Ziel 1: Stimmen diese Aussagen mit dem Text über Science on Stage überein? Beantworte jede mit Ja oder Nein und zitiere die entscheidenden Worte des Textes wörtlich: (a) Bei der Abschlussveranstaltung gab es Preisgelder von 17.000€ zu gewinnen. (b) Henri Boffin ist Redakteur von Science in School. (c) Fernand Wagner ist praktizierender Physiklehrer.
Ziel 2: Gib aus dem Text über Science on Stage den Abschnitt von „Die Mitglieder der“ bis einschließlich „Bühne vorgestellt wurden.“ erneut wieder und tausche dabei „Journalist“ gegen „Reporter“ aus.

Vorliegender Text:
Nun ja, mit „leicht heruntergekommen“ tut man der schwedischen Delegation sicher Unrecht, die trotz der Kälte im Festzelt und dem Schnee draußen in Abendkleidung erschien. Im Rahmen des Nobel-Preis Junior Projekts zeigten sie, sehr dynamisch, dass Wissenschaft Spaß machen kann, indem sie Lieder sangen und selbst Eis herstellten. Und Spaß machte es, selbst wenn man von den 17.000€ Preisgeldern, die es bei der Abschlussveranstaltung (Science on Stage) zu gewinnen gab, absieht.

Wie entscheidet aber jetzt eine Jury genau, welche Spitzenprojekte – unter den vielen, die alle irgendwie Schüler für die Wissenschaft begeistern konnten, weitere Auszeichnungen und Ehrungen verdienen?

Myc Riggulsford, der Autor

Die Mitglieder der Jury haben alle unterschiedliche Hintergründe: Eleanor Hayes, Redakteurin von Science in School, Henri Boffin von der europäischen Südsternwarte (ESO), Chris Warrick vom europäischen Abkommen zur Entwicklung der Fusionsforschung (EFDA) und Fernand Wagner, Präsident der European Association for Astronomy Education (EAAE) und praktizierender Physiklehrer.

Und uns: Barbara Warmbein, Redakteurin bei der europäischen Weltraumorganisation und Myc Riggulsford, Journalist und Moderator, der die Höhepunkte bei Science on Stage präsentierte – eine Neuerung des diesjährigen Festivals, bei der noch einmal die besten Projekte auf der Bühne vorgestellt wurden.

(Einträge aus einem Datensatz)
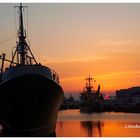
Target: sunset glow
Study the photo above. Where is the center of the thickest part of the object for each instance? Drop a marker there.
(77, 40)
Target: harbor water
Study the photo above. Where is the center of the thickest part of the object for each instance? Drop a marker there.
(72, 123)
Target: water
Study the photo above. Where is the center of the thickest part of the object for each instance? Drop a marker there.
(72, 123)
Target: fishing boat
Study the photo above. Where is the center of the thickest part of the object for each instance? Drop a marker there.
(30, 93)
(90, 100)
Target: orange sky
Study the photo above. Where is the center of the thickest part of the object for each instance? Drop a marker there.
(76, 40)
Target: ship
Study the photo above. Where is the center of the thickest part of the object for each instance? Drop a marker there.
(91, 100)
(30, 93)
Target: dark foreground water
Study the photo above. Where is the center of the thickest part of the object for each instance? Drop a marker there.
(72, 123)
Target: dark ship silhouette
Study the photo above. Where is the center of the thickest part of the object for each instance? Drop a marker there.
(90, 100)
(30, 94)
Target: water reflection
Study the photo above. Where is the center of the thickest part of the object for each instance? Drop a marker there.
(97, 129)
(92, 128)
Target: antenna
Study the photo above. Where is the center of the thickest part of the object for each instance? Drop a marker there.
(22, 49)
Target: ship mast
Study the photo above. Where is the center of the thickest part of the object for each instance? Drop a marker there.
(23, 52)
(88, 84)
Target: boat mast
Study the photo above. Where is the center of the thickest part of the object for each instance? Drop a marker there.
(22, 49)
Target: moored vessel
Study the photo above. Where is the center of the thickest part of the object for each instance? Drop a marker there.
(30, 93)
(90, 100)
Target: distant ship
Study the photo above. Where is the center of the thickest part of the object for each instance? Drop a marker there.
(30, 93)
(90, 100)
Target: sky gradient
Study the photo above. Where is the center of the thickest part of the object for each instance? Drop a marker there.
(76, 40)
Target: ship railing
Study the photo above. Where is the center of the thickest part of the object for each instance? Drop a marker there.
(55, 76)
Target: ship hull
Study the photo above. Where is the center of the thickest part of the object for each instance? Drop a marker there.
(29, 105)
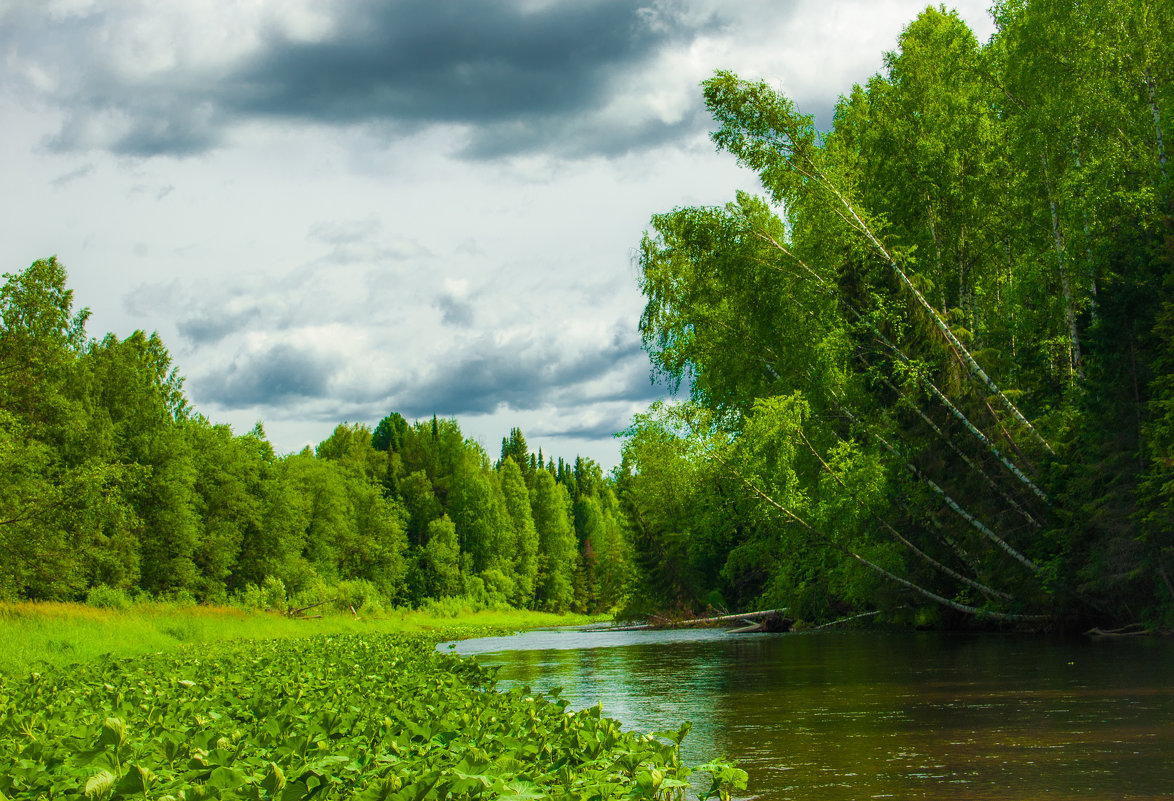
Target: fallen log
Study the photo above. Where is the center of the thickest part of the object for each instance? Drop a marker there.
(742, 617)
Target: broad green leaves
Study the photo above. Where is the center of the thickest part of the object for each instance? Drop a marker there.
(379, 718)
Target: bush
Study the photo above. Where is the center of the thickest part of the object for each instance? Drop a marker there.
(357, 594)
(274, 596)
(108, 598)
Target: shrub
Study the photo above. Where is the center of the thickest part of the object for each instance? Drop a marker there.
(108, 598)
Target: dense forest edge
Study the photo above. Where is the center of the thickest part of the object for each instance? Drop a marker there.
(930, 376)
(931, 367)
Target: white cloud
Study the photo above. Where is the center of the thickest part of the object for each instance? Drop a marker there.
(305, 273)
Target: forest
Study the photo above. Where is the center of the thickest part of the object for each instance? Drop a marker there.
(926, 375)
(109, 479)
(930, 367)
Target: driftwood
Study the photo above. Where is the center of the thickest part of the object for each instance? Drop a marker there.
(297, 613)
(1132, 630)
(764, 620)
(855, 617)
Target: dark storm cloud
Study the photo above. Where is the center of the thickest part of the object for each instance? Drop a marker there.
(604, 429)
(519, 78)
(521, 376)
(454, 310)
(278, 375)
(211, 325)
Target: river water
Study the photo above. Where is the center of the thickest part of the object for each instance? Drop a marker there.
(850, 715)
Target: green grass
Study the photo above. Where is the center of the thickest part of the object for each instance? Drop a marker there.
(49, 634)
(370, 717)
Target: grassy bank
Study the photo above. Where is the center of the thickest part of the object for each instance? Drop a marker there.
(372, 717)
(49, 634)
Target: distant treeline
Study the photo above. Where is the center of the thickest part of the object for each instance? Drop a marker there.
(109, 479)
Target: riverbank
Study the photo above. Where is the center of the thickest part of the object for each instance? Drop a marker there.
(376, 717)
(40, 635)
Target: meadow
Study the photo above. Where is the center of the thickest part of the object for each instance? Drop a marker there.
(171, 702)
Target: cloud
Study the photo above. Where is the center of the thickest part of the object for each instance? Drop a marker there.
(269, 376)
(514, 76)
(72, 175)
(524, 372)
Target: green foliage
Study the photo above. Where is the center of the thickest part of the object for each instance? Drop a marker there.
(109, 483)
(982, 240)
(364, 717)
(108, 598)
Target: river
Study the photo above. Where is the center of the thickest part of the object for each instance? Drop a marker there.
(850, 715)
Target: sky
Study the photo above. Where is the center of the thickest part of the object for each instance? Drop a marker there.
(331, 210)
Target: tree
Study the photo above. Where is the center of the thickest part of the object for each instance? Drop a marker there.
(557, 552)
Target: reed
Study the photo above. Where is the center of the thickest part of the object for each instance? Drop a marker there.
(39, 634)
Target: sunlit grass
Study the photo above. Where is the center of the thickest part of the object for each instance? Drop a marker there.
(41, 634)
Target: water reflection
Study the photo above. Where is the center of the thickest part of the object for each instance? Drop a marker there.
(862, 715)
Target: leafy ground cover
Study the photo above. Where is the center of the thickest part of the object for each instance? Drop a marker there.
(369, 717)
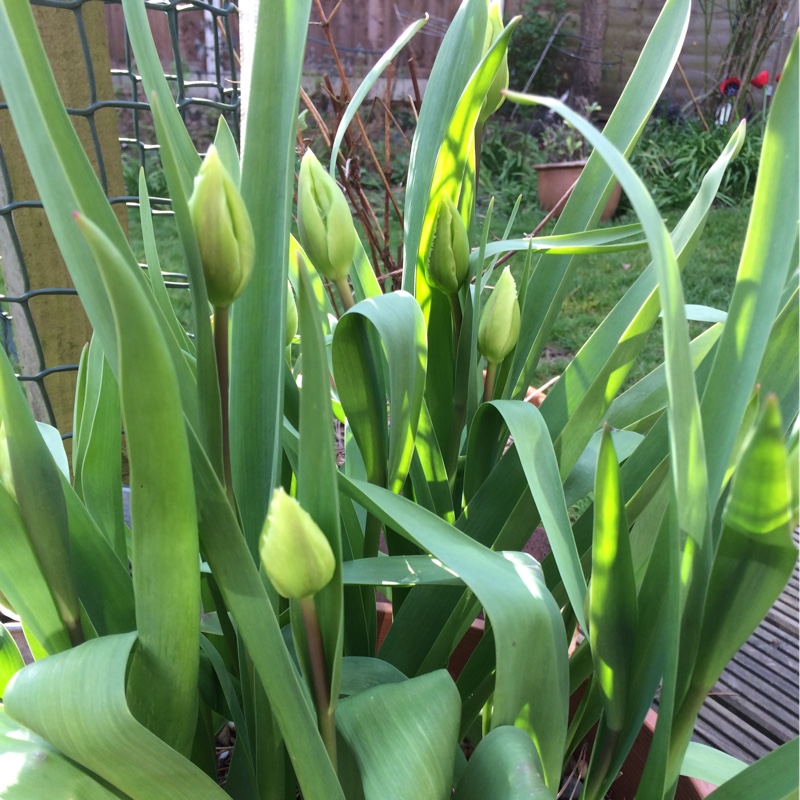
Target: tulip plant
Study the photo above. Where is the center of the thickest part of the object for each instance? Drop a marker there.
(244, 592)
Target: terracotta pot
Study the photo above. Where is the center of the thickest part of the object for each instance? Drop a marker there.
(555, 180)
(625, 786)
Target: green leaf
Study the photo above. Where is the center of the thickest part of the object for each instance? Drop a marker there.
(76, 700)
(534, 448)
(767, 259)
(10, 658)
(403, 736)
(460, 52)
(773, 777)
(259, 314)
(709, 764)
(165, 555)
(504, 766)
(612, 591)
(316, 479)
(32, 767)
(530, 642)
(400, 344)
(369, 81)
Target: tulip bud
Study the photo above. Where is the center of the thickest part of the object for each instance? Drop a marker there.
(499, 326)
(449, 258)
(223, 230)
(295, 553)
(291, 315)
(494, 97)
(324, 221)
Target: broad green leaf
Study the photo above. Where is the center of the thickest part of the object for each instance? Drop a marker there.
(531, 683)
(774, 777)
(359, 674)
(752, 565)
(605, 240)
(165, 556)
(31, 767)
(154, 267)
(403, 736)
(709, 764)
(60, 168)
(397, 320)
(101, 575)
(316, 480)
(553, 274)
(459, 54)
(534, 448)
(399, 571)
(23, 583)
(360, 94)
(767, 258)
(246, 598)
(228, 152)
(756, 555)
(76, 700)
(259, 314)
(576, 403)
(10, 659)
(685, 432)
(156, 88)
(35, 484)
(612, 591)
(504, 766)
(99, 468)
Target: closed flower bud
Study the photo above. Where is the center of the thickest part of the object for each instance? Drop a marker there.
(499, 326)
(223, 230)
(291, 315)
(295, 553)
(494, 97)
(449, 258)
(324, 221)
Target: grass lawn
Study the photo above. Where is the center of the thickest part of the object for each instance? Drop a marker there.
(601, 281)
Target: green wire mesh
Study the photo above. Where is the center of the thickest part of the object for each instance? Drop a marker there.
(214, 90)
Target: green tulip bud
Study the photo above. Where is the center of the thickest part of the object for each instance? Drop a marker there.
(449, 258)
(494, 97)
(224, 233)
(295, 553)
(498, 329)
(291, 315)
(324, 221)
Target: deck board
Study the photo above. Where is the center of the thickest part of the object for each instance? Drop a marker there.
(754, 706)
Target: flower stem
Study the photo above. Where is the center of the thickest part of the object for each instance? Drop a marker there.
(345, 293)
(488, 382)
(319, 674)
(455, 306)
(221, 352)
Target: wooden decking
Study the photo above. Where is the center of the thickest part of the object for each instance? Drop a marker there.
(754, 707)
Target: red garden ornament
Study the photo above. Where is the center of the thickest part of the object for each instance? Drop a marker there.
(730, 86)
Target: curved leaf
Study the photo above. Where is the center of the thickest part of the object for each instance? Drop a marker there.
(76, 700)
(403, 736)
(504, 766)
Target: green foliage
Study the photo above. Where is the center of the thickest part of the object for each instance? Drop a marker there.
(531, 40)
(442, 462)
(672, 159)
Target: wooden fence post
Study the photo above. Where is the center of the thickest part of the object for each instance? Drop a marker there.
(55, 330)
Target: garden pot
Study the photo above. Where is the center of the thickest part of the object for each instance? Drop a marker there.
(625, 786)
(555, 180)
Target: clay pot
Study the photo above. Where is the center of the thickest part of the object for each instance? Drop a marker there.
(555, 180)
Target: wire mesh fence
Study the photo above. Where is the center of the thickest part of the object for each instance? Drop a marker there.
(197, 44)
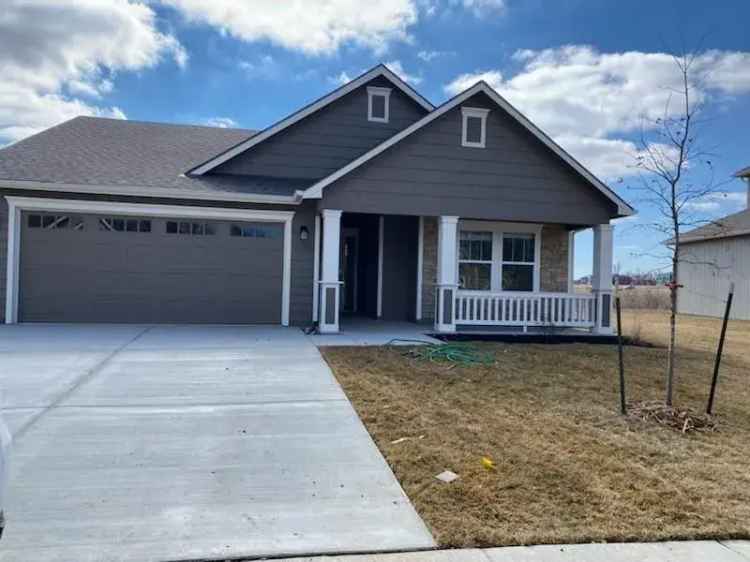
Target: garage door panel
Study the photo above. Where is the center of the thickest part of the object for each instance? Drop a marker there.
(98, 275)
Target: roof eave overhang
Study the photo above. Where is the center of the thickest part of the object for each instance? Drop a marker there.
(623, 209)
(380, 70)
(153, 192)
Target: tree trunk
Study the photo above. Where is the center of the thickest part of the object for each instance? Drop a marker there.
(672, 338)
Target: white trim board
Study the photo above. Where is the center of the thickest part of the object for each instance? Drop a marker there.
(17, 205)
(499, 229)
(316, 190)
(380, 70)
(143, 191)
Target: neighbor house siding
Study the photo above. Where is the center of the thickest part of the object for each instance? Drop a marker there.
(553, 261)
(328, 139)
(515, 178)
(300, 306)
(706, 271)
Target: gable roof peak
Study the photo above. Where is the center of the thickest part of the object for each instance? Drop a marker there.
(299, 115)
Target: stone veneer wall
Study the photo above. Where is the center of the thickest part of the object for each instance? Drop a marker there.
(429, 267)
(553, 264)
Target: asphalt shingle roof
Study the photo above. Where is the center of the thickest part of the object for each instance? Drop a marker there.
(112, 152)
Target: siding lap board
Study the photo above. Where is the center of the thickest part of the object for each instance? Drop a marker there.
(515, 178)
(326, 140)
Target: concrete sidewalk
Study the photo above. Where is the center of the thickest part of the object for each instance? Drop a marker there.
(687, 551)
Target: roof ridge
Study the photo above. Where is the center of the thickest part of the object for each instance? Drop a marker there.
(159, 123)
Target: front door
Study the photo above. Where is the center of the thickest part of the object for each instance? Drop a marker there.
(348, 268)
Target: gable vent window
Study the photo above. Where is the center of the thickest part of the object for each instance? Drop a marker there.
(378, 104)
(474, 127)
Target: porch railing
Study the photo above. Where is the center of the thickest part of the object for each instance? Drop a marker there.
(525, 309)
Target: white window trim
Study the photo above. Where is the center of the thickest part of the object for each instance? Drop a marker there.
(479, 113)
(373, 91)
(17, 205)
(498, 229)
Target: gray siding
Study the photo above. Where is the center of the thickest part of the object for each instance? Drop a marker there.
(300, 305)
(3, 253)
(707, 269)
(429, 173)
(399, 267)
(302, 250)
(326, 140)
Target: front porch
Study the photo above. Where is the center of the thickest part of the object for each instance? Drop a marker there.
(458, 275)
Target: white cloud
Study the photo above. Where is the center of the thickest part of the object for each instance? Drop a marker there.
(482, 8)
(221, 122)
(398, 69)
(340, 79)
(264, 67)
(429, 56)
(315, 28)
(727, 201)
(590, 101)
(54, 54)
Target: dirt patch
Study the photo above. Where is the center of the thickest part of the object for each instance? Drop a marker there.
(566, 467)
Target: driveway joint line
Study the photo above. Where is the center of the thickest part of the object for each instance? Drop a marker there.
(77, 383)
(179, 406)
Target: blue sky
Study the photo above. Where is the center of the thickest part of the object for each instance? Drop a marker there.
(584, 70)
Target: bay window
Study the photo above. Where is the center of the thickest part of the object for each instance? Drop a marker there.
(498, 257)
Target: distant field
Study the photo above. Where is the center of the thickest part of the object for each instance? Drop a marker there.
(654, 297)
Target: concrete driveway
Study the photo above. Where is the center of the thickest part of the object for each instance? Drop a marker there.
(187, 442)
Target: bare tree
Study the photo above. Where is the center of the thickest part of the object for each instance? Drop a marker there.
(675, 173)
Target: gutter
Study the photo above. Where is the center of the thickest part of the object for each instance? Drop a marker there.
(162, 192)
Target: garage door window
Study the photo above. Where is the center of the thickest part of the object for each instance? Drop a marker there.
(115, 224)
(191, 228)
(254, 231)
(55, 222)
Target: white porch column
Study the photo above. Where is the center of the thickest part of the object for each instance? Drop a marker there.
(447, 274)
(601, 282)
(328, 306)
(572, 262)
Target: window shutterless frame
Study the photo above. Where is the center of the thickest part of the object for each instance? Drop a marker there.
(376, 96)
(469, 115)
(498, 230)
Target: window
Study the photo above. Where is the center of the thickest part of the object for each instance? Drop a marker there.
(55, 222)
(475, 261)
(255, 231)
(117, 224)
(378, 101)
(191, 228)
(518, 262)
(474, 127)
(492, 257)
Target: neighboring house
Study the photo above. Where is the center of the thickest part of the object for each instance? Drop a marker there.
(369, 201)
(712, 257)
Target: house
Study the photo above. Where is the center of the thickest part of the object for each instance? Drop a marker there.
(711, 258)
(369, 201)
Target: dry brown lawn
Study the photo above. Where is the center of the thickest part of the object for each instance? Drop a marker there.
(568, 467)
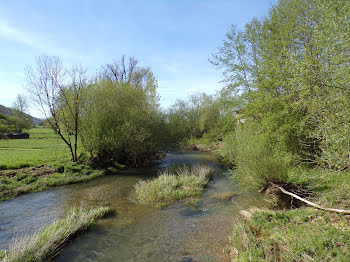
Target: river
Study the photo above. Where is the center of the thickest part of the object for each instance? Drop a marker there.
(179, 232)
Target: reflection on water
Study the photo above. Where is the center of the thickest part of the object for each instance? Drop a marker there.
(135, 232)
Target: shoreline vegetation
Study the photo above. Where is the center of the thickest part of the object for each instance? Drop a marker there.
(45, 244)
(174, 184)
(40, 163)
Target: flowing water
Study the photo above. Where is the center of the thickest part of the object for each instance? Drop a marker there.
(179, 232)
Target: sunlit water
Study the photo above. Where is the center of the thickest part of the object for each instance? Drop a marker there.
(180, 232)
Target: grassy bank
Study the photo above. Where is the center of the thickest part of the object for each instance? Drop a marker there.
(201, 144)
(43, 147)
(38, 163)
(46, 244)
(27, 180)
(170, 186)
(303, 234)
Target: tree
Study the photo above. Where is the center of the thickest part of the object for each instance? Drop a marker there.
(132, 74)
(291, 68)
(58, 93)
(21, 105)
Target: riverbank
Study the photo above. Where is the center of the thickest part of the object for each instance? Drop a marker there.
(39, 163)
(49, 241)
(300, 234)
(172, 185)
(16, 182)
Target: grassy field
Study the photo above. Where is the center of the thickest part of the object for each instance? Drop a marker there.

Antwort 1:
(a) Ja: „von den 17.000€ Preisgeldern, die es bei der Abschlussveranstaltung (Science on Stage) zu gewinnen gab“
(b) Nein: „Eleanor Hayes, Redakteurin von Science in School, Henri Boffin von der europäischen Südsternwarte (ESO)“
(c) Ja: „Fernand Wagner, Präsident der European Association for Astronomy Education (EAAE) und praktizierender Physiklehrer“

Antwort 2:
Die Mitglieder der Jury haben alle unterschiedliche Hintergründe: Eleanor Hayes, Redakteurin von Science in School, Henri Boffin von der europäischen Südsternwarte (ESO), Chris Warrick vom europäischen Abkommen zur Entwicklung der Fusionsforschung (EFDA) und Fernand Wagner, Präsident der European Association for Astronomy Education (EAAE) und praktizierender Physiklehrer.

Und uns: Barbara Warmbein, Redakteurin bei der europäischen Weltraumorganisation und Myc Riggulsford, Reporter und Moderator, der die Höhepunkte bei Science on Stage präsentierte – eine Neuerung des diesjährigen Festivals, bei der noch einmal die besten Projekte auf der Bühne vorgestellt wurden.